[Opening Entries supplied section]
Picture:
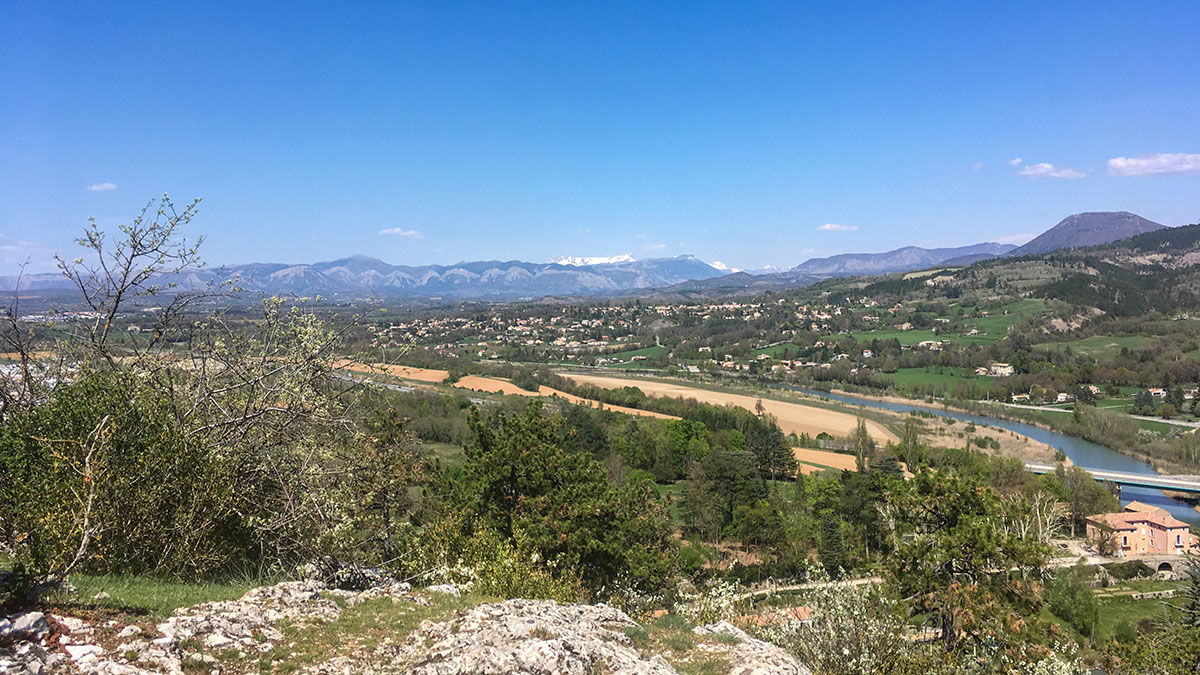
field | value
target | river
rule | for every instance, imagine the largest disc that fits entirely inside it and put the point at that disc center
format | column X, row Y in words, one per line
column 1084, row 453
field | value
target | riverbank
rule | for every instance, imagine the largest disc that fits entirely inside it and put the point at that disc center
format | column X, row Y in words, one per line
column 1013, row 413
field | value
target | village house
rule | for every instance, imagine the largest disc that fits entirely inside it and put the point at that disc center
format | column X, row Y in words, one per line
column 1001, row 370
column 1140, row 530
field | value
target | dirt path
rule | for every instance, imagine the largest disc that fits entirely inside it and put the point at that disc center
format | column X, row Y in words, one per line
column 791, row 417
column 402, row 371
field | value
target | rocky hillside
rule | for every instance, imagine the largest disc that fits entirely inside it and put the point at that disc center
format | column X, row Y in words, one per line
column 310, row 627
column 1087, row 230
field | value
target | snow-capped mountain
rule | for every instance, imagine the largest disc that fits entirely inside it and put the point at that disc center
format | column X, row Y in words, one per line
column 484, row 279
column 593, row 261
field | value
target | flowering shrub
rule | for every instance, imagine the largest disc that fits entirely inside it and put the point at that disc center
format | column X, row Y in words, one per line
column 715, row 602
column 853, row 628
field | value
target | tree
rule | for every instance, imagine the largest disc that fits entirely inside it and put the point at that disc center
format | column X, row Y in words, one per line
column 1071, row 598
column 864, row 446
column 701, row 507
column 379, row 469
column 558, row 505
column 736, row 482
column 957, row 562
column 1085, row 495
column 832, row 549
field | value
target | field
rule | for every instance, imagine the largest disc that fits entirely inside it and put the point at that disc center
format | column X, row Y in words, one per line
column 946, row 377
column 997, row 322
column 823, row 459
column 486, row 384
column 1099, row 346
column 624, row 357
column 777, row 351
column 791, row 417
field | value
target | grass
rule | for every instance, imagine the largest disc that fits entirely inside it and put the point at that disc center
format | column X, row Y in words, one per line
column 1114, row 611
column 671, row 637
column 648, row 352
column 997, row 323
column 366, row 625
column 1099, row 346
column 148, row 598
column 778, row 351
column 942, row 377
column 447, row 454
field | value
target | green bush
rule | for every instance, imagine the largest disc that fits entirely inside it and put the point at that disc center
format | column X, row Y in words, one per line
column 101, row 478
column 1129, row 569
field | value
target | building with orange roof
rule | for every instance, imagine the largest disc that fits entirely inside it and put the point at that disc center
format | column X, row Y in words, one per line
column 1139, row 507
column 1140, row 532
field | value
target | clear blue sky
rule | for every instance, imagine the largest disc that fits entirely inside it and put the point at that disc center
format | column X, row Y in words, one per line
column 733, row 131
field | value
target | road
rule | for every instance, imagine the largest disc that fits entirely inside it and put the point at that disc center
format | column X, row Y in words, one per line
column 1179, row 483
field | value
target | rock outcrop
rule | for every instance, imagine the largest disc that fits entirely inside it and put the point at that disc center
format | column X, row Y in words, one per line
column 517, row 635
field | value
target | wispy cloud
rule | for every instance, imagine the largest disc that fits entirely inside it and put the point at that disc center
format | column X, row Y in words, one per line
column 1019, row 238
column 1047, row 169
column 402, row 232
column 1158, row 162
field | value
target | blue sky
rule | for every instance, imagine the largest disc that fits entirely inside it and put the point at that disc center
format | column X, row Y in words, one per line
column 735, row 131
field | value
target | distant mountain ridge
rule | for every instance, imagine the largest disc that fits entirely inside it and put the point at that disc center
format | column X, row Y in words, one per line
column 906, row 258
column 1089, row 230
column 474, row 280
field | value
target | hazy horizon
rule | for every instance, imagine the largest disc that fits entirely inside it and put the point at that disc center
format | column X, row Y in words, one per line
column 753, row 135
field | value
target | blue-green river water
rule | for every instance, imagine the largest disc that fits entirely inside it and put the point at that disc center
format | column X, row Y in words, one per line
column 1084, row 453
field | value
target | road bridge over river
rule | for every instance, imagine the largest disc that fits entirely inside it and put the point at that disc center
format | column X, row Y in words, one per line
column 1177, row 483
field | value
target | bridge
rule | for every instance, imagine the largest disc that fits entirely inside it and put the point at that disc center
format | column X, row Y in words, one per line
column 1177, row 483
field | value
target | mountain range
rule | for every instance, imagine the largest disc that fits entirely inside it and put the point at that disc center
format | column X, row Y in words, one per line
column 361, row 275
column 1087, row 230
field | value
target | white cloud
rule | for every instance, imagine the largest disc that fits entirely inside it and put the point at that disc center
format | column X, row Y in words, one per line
[Closing Entries supplied section]
* Assigned task
Exactly the lines from the one containing "target | blue-green river water" through the last line of the records are to be transcribed, both endpoints included.

* Output for this exercise
target | blue-green river water
rule | for every instance, imagine the largest disc that fits entirely inside it and put the point at that disc center
format | column X, row Y in words, one per line
column 1084, row 453
field | value
target | road bridge over river
rule | for every instance, imagine the largest disc that fits entirely inside it and put the point at that disc center
format | column X, row Y in words, one per line
column 1177, row 483
field | value
target | bridge
rule | for every instance, imagine the largest disc that fits entirely inside it and put the point at that disc center
format | column X, row Y in words, one per line
column 1177, row 483
field | value
target | mountain range
rule | for every instance, imagine the largest disc that fits entirely inside it and put the point at that disc center
format | column X, row Y in words, one per line
column 361, row 275
column 1087, row 230
field | value
target | white cloud
rule | for every instance, imagine the largest disc that fits entirely inside it and put the point at that disc center
format | column X, row Y in words, one per line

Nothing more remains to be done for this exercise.